═══ Quoted text ═══
She heard one of the kids say, “Papa and Nana are here!” and although she hadn’t been up before 8am ALL SUMMER—with bed head and pajamas on she raced downstairs like it was Christmas morning, ran out in the wet grass squealing and said she was ready to go kayaking!!! And off they went!
Praise Jesus for this time–because everyone (I mean EVERY ONE) that T had met all summer she had invited to this party–and I had had ZERO time to plan it. The weekend before I had taken her to the lake, Stone Mountain, church and then entertained friends who she loved of mine that speak Russian. NO TIME TO PLAN A PARTY. Papa took T and Parker kayaking from sun up until early afternoon, while my mom stayed and kept the other children SO I could spend my morning all over town getting the cake, food, making sure the jumpy was being placed in the right place, etc. It was crazy! SUCH a big day for this princess turning 16, and I was thankful that she got to kayak instead of seeing what really goes into pulling one of these days off!
Richard got off work at 3pm so he could start up the grill–and guests would be arriving at 6pm. Literally everyone she met was invited…toddler, teenage or grandparent. It was precious…she colored signs and taped them all over the doors. She wrote “Happy Birthday Tetyana” in Russian all over the place and taped those up…she was bouncing off the walls! And when everyone started arriving…she was truly walking on clouds!
This was SO NOT the girl who arrived just 5 weeks earlier! I could just bottle her up!
Remember the cake she designed and ordered??? Here it is…all 5 layers (HUGE!) in all it’s glory…(granted it was in the “grandmother” section in the photo book at the bakery–but girlfriend LOVED it!)
═══
• Request 1: Gather every line in the entries below that contains the string "yellow", matching its case exactly.
═══ Data ═══
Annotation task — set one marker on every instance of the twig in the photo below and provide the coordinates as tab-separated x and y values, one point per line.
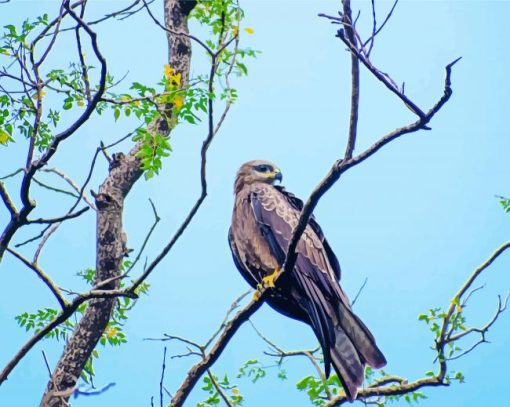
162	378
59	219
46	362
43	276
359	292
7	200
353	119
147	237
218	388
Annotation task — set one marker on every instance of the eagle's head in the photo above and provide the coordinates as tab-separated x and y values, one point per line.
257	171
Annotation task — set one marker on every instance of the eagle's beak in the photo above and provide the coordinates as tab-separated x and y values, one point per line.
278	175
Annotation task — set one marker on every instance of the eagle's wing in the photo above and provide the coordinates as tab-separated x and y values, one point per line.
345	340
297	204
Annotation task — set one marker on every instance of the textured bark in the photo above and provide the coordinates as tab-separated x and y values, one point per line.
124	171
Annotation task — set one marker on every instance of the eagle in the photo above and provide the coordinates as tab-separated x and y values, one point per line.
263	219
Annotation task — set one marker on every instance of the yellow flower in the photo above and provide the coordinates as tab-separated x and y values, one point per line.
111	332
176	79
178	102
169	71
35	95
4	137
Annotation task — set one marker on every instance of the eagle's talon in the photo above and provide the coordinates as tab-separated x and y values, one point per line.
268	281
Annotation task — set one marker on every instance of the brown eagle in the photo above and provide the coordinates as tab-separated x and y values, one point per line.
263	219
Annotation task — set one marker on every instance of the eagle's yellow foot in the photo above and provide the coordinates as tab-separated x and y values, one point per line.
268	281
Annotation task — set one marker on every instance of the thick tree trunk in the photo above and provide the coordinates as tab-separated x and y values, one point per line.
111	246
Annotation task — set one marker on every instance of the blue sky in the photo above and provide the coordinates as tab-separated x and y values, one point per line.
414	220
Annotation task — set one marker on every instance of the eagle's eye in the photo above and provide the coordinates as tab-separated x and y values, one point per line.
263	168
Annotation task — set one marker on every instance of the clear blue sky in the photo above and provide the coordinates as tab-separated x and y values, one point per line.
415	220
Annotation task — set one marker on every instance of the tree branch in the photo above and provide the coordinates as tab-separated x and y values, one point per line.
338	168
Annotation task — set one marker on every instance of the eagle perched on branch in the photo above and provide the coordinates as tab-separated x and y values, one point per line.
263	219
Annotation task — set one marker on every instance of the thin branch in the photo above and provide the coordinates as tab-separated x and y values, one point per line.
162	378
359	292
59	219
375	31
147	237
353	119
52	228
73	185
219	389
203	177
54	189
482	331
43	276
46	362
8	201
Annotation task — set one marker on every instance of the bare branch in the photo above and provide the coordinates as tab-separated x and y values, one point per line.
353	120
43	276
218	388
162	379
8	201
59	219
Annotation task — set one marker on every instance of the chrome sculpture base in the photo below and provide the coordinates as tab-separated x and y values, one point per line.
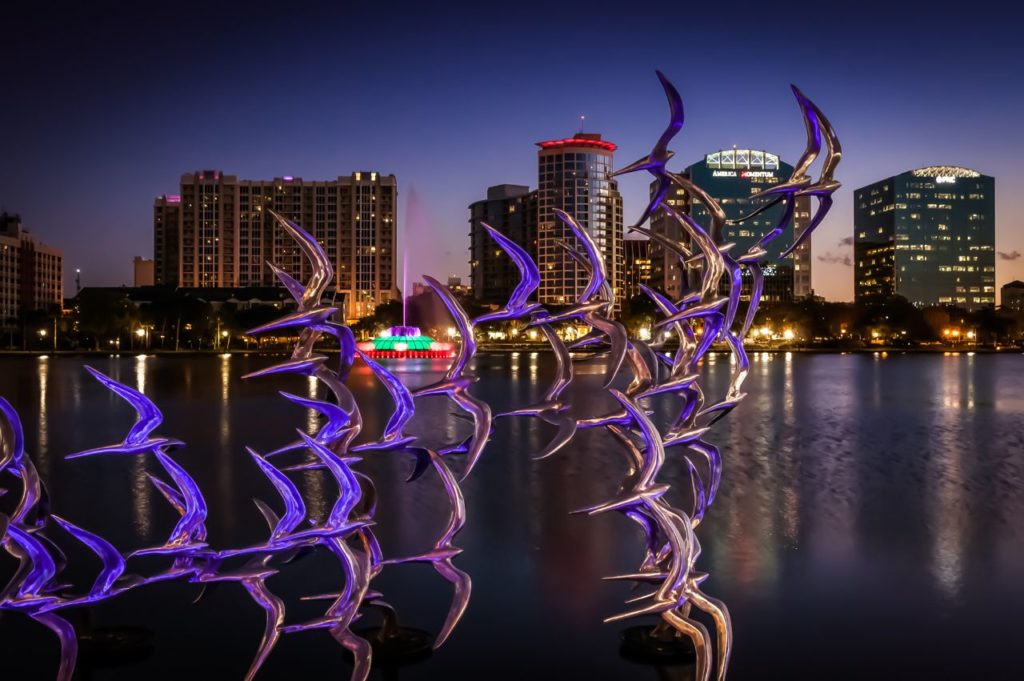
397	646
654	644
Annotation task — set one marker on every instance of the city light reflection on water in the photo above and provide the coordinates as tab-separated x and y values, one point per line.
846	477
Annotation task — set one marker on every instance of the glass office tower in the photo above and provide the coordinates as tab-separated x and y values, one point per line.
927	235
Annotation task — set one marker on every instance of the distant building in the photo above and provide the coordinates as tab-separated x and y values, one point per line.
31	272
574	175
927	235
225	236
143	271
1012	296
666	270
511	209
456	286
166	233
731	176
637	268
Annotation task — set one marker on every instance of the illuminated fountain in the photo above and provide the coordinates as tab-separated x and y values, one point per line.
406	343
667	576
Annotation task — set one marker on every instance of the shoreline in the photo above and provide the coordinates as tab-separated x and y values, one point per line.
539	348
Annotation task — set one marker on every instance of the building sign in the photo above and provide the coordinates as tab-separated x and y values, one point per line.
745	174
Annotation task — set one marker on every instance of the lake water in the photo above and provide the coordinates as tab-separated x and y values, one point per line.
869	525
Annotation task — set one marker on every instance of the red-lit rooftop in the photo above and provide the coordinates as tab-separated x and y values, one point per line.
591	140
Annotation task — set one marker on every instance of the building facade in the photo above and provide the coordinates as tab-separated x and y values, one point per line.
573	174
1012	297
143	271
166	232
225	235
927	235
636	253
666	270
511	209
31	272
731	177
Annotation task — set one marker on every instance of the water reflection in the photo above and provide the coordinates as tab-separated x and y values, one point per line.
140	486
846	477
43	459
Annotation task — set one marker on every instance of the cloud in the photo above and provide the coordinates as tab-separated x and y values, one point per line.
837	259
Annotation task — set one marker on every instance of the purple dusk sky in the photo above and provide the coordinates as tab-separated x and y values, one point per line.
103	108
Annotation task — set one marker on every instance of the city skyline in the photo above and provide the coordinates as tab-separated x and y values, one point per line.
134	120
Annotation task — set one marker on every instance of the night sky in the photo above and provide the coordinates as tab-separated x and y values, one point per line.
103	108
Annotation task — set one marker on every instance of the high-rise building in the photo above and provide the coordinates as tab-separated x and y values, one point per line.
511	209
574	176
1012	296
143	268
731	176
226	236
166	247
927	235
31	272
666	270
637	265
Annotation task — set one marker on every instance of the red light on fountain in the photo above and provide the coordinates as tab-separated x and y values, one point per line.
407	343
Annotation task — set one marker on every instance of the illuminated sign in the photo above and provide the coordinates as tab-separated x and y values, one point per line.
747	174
═══
• Request 2: Write out the passage about the birthday party above, between "Richard got off" and "bottle her up!", inclusive.

• Answer 1:
Annotation task — set one marker on every instance of the yellow flower in the photo above and provide the coordinates as tab-separated x and y values, one point per line.
Annotation task — set one marker on every instance of the eagle's yellow foot in the photo above and provide the coordinates as tab-separated x and y values, one point per line.

• Answer 2:
Richard got off work at 3pm so he could start up the grill–and guests would be arriving at 6pm. Literally everyone she met was invited…toddler, teenage or grandparent. It was precious…she colored signs and taped them all over the doors. She wrote “Happy Birthday Tetyana” in Russian all over the place and taped those up…she was bouncing off the walls! And when everyone started arriving…she was truly walking on clouds!
This was SO NOT the girl who arrived just 5 weeks earlier! I could just bottle her up!